# Material
◇ ◇ ◇ ◇

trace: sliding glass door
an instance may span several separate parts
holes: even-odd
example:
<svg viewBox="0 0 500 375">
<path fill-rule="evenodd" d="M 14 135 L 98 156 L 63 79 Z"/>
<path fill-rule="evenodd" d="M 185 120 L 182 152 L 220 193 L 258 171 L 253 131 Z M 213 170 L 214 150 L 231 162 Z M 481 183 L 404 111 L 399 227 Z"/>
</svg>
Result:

◇ ◇ ◇ ◇

# Given instruction
Copy out all of the rows above word for word, with nothing changed.

# Finished exercise
trace: sliding glass door
an instance may span several separate parts
holes: even-odd
example:
<svg viewBox="0 0 500 375">
<path fill-rule="evenodd" d="M 14 135 L 98 156 L 63 79 Z"/>
<path fill-rule="evenodd" d="M 185 120 L 182 152 L 220 193 L 258 171 L 253 131 Z M 213 170 L 214 150 L 231 162 Z M 481 183 L 404 111 L 399 227 Z"/>
</svg>
Result:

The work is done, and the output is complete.